Lee A. Resnick, MD, FAAFP
Brian Sipe’s “Red Right 88.” John Elway’s “The Drive.” Earnest Byner’s “The Fumble.” Michael Jordan’s “The Shot.” Jose Mesa’s “The Choke.” And now, the Cavs’ and “The Sweep.”
You’ve just read an abridged version of the History of Cleveland Sports. For those of you who have no interest in sports, fear not; there’s an analogy in here somewhere.
Growing up a Cleveland sports fan has been a roller coaster ride of high hopes, heartbreaks, almosts, and nearmisses.
Not a single championship to our name since the 1964 Browns (and I just missed that one)—the longest-running drought in sports history in cities with at least three professional teams.
And yet, we still cheer. Our teams still battle and the fans still hope for improvement “next year.”

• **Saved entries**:
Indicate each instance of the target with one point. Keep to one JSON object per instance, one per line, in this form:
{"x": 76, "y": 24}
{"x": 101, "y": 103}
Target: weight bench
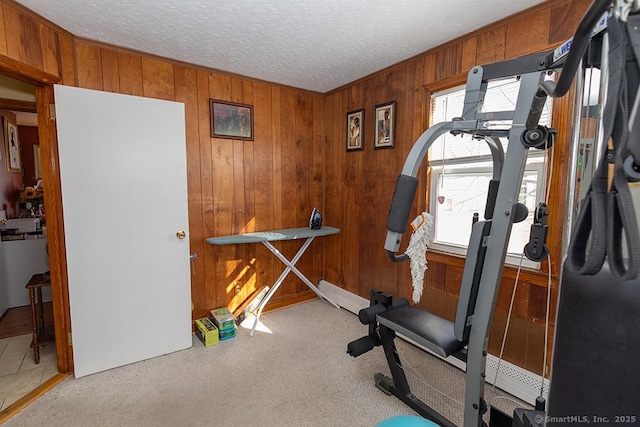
{"x": 386, "y": 317}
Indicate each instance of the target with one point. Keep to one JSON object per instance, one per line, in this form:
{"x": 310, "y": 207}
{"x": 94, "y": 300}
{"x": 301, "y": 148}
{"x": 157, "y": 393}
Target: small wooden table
{"x": 41, "y": 335}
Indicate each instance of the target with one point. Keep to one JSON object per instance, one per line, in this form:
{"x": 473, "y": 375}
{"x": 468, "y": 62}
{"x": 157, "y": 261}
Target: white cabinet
{"x": 19, "y": 260}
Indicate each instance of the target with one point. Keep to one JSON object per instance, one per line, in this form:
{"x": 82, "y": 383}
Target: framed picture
{"x": 12, "y": 146}
{"x": 231, "y": 120}
{"x": 37, "y": 163}
{"x": 385, "y": 126}
{"x": 355, "y": 130}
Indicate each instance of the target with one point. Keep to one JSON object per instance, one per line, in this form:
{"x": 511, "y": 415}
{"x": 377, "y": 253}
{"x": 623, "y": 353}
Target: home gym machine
{"x": 584, "y": 320}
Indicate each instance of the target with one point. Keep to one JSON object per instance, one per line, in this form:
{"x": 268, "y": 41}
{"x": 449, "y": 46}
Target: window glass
{"x": 461, "y": 170}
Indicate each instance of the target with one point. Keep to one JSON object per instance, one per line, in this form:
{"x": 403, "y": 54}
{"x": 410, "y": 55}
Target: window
{"x": 461, "y": 169}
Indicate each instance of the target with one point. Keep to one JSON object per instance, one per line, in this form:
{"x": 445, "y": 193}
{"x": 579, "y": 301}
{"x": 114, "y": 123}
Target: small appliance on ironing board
{"x": 315, "y": 222}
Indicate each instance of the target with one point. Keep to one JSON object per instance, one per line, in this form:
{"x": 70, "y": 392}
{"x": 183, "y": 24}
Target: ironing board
{"x": 266, "y": 237}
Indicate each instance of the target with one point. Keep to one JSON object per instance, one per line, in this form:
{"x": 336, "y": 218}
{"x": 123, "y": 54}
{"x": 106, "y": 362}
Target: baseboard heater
{"x": 518, "y": 382}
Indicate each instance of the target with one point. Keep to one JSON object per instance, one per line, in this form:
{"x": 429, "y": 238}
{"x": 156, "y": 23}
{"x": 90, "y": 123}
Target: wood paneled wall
{"x": 360, "y": 184}
{"x": 298, "y": 161}
{"x": 234, "y": 186}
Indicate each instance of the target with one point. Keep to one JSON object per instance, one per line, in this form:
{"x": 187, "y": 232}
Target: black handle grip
{"x": 401, "y": 203}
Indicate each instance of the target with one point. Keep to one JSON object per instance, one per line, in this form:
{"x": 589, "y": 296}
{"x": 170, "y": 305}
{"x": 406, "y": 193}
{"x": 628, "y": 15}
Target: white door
{"x": 124, "y": 197}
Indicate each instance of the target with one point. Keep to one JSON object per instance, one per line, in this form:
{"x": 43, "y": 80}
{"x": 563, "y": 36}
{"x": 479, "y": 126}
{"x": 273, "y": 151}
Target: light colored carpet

• **Tasks to complete**:
1/ Translate this sentence from the piece on Cleveland sports above into Spanish: "Our teams still battle and the fans still hope for improvement “next year.”"
2/ Carry the piece on Cleveland sports forward from its final sentence.

• **Per-task answers**:
1/ Nuestros equipos siguen luchando y los aficionados siguen esperando una mejora «el año que viene».

2/
Why not just give up? In between the anger and depression stages of my grief, I am reminded of the importance of “the journey” over “the win.” (Some might call this the denial and bargaining stages of grief).
Effort, pride, and improvement form the core of this journey.
It is here that we come to our analogy: Medicine is a journey, a perpetual journey of discovery, knowledge, and lifelong learning. Urgent care is on a journey of its own, to define
and refine a specialty.
There is no end to this journey. There are no “winners,” no finish line. It is a process which we pursue because we are driven by pride and the need for continual improvement. “Recognition” and “legitimacy” are fools’ gold. Focusing on them minimizes the importance of the journey.
My only hope is that we continue to grow, work hard to be better, and find ways to get together and cheer.
There; now I feel better. It all makes sense. I’ll live to cheer another day. Go Browns!